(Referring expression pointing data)
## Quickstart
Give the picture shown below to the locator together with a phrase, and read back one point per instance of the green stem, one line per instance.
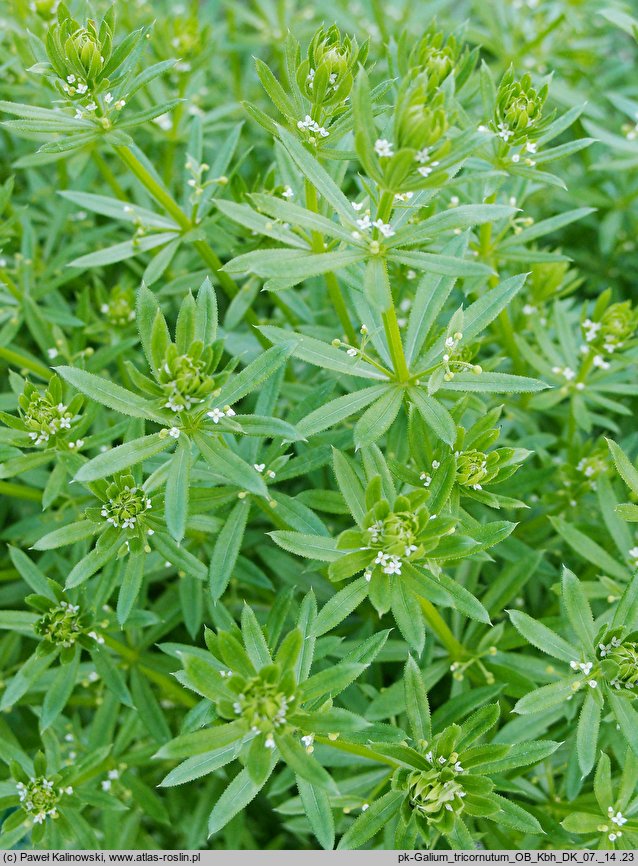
(108, 175)
(166, 683)
(441, 629)
(393, 336)
(332, 284)
(504, 321)
(153, 187)
(390, 322)
(172, 208)
(355, 749)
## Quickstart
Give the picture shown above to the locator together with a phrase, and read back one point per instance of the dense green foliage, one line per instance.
(318, 358)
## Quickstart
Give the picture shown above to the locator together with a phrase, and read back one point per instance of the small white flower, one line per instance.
(504, 132)
(216, 415)
(600, 362)
(383, 147)
(385, 228)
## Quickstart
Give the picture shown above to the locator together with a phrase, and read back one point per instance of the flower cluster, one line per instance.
(125, 505)
(46, 418)
(185, 378)
(39, 798)
(518, 114)
(326, 76)
(392, 535)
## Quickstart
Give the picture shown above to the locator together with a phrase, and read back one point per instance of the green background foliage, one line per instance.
(318, 445)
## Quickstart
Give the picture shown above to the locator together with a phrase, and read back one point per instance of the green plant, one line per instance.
(306, 367)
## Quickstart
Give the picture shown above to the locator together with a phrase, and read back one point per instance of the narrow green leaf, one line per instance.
(227, 547)
(109, 394)
(416, 702)
(121, 457)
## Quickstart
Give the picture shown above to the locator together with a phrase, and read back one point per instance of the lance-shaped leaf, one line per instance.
(109, 394)
(129, 454)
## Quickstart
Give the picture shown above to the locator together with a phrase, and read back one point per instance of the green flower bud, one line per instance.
(625, 656)
(79, 53)
(261, 702)
(185, 378)
(39, 798)
(46, 418)
(420, 119)
(475, 468)
(63, 624)
(326, 76)
(436, 795)
(519, 108)
(119, 310)
(436, 56)
(618, 324)
(125, 504)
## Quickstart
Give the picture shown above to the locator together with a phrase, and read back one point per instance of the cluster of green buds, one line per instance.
(326, 76)
(611, 327)
(608, 825)
(410, 159)
(435, 794)
(518, 113)
(478, 463)
(63, 624)
(82, 59)
(619, 659)
(456, 357)
(578, 477)
(438, 56)
(270, 705)
(125, 507)
(45, 417)
(119, 308)
(546, 281)
(475, 468)
(38, 797)
(443, 777)
(185, 378)
(393, 535)
(262, 701)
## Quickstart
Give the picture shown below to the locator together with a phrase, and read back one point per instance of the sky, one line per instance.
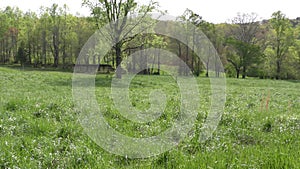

▶ [WHAT YOU WILL DO]:
Images are to be left out when the records above are written out again exactly.

▶ [WRITTEN SOLUTION]:
## Quickstart
Give the picture shown below to the locator together with a phrase, and read back one point per instance of the green stem, one line per instance.
(108, 175)
(166, 683)
(441, 629)
(393, 336)
(332, 284)
(504, 321)
(153, 187)
(390, 322)
(172, 208)
(355, 749)
## Quickstart
Give the picture shown above to the locator together with a phrase, and read back one point per instance of the dense green foliage, one line per instance.
(318, 358)
## Quickstart
Give the picture shown above to the locator together with a phrase, and read back one point per instance of the small white flower, one line per instance.
(504, 132)
(216, 415)
(600, 362)
(383, 147)
(385, 228)
## Quickstart
Give the picture shown above to the locator together with a phrase, and read back one point per instance of the flower cluster, one line per instance.
(125, 505)
(46, 418)
(185, 378)
(39, 798)
(518, 114)
(326, 76)
(392, 535)
## Quickstart
Give the picture shown above to the locator together with a phrase, and read back one point per instance of the green background foliage, one line per instance.
(318, 445)
## Quickstart
Give the picture shown above to the locator together with a phrase, and read back one point per instance of the green plant, one line per instance.
(306, 367)
## Quickstart
Give the picture shown above to the locator together with a phrase, and read back one point per instance of the narrow green leaf, one line per instance.
(227, 547)
(109, 394)
(416, 702)
(121, 457)
## Quickstart
Give the picture shown above to the locator together with a phrase, and read back one point per instance of the lance-shaped leaf, one line per instance.
(109, 394)
(129, 454)
## Quickstart
Give the picture shown above to the locator together with a phrase, and read back one point per instance of the green flower bud, one line per instance.
(625, 656)
(79, 53)
(261, 702)
(185, 378)
(39, 798)
(46, 418)
(420, 119)
(475, 468)
(63, 624)
(326, 76)
(436, 795)
(519, 108)
(119, 310)
(436, 56)
(618, 324)
(125, 504)
## Quickstart
Give the picture shown above to the locator together with a phrase, and read back one point per instance of the cluster of green buds, one line per instance.
(326, 76)
(611, 327)
(608, 825)
(410, 159)
(435, 794)
(518, 113)
(478, 463)
(63, 624)
(82, 59)
(619, 659)
(456, 357)
(578, 477)
(438, 56)
(270, 705)
(125, 507)
(45, 417)
(119, 308)
(546, 281)
(475, 468)
(38, 797)
(443, 777)
(185, 378)
(393, 535)
(262, 701)
## Quickstart
Give the picture shown below to the locator together with a phrase, and read back one point per instance of the sky, one line per instance.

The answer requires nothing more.